→ **Exercise goal**: In the essay below on China's one-child policy, list every possible means the writer gives for how the student's grandparents managed to have two children.

→ **Passage shown**:
A mainland Chinese student visited my office last week, asking for a letter of recommendation for his transfer to another university. It is hard to lose a student like this—enthusiastic and bright, the sort who sits on the front row of a large auditorium lecture class and asks good questions.

He gave the usual reasons for wanting to transfer: he liked Pepperdine, of course, but it did not offer the technically specialized majors he or his parents were seeking. When asked where he was applying, he listed some elite east-coast schools, but he seemed most interested in two Hong Kong universities. When asked why, he mentioned a girlfriend, but emphasized that he had a cousin back in China to whom he was extremely close: “he is like a brother to me.” 

Since our conversation I keep returning in my thoughts to this student’s strong tie to his cousin. It is not unusual for cousins to be very close, of course, but that is not what is so striking in this case. I have been privileged to know many mainland Chinese students over the last two decades at Pepperdine, but none has ever mentioned so much as a brother or a sister, much less a cousin. On one side of this student’s family, his grandparents brought two children into the world in the teeth of a one-child policy backed by a totalitarian state. I don’t know any details of how they managed it—through connections, wealth, or endurance amid persecution—only that they did. In bearing the cost, they realized a gift for themselves, and perhaps were aware that they were giving each of their children the gift of a sibling. I wonder if they realized what a gift they were giving to their grandson: a cousin who was “like a brother” to someone who had no brother or sister. 

China’s one-child policy has stripped the social space between the state and the individual of every protection that the most natural community, the family, can provide. How much more damaging must be the collapse of family size in Chinese culture, in which family ties have played such an important role? I know I’m not saying anything new (see Nick Eberstadt on the economic effects of the policy), but we cannot remind ourselves too often of what is lost as family sizes have collapsed (through state coercion or, more sadly, voluntarily).

→ **Stored rows**:
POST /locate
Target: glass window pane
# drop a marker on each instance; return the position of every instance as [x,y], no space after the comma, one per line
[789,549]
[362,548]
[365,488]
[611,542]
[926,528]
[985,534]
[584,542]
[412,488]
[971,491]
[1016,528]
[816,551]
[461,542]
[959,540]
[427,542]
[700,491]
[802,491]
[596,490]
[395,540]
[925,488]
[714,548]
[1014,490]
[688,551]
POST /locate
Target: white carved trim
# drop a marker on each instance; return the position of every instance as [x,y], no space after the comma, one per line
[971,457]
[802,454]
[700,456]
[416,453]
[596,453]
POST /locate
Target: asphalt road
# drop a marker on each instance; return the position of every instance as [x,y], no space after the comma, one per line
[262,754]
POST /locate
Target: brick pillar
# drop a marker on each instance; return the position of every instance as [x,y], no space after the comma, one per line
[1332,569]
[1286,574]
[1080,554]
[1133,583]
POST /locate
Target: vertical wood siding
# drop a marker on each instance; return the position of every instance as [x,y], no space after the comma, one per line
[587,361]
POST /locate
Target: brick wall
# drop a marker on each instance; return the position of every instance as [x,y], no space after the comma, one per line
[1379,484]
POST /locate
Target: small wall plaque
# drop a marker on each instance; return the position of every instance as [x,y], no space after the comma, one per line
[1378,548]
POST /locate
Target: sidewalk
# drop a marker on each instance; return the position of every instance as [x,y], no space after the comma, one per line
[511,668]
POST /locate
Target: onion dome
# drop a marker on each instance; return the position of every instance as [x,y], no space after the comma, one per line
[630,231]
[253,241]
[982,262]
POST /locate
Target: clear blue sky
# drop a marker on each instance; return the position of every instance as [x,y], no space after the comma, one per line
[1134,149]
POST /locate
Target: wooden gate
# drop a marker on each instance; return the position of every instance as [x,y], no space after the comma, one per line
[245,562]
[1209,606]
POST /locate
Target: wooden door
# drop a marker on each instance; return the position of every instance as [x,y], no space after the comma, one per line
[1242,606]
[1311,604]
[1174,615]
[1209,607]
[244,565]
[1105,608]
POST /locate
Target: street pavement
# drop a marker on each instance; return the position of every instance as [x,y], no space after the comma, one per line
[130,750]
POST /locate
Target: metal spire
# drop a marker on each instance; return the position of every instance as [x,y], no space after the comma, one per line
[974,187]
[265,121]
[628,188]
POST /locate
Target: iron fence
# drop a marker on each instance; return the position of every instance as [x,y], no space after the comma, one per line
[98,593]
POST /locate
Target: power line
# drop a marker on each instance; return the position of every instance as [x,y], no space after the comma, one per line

→ **Task solution**:
- Connections
- Wealth
- Endurance amid persecution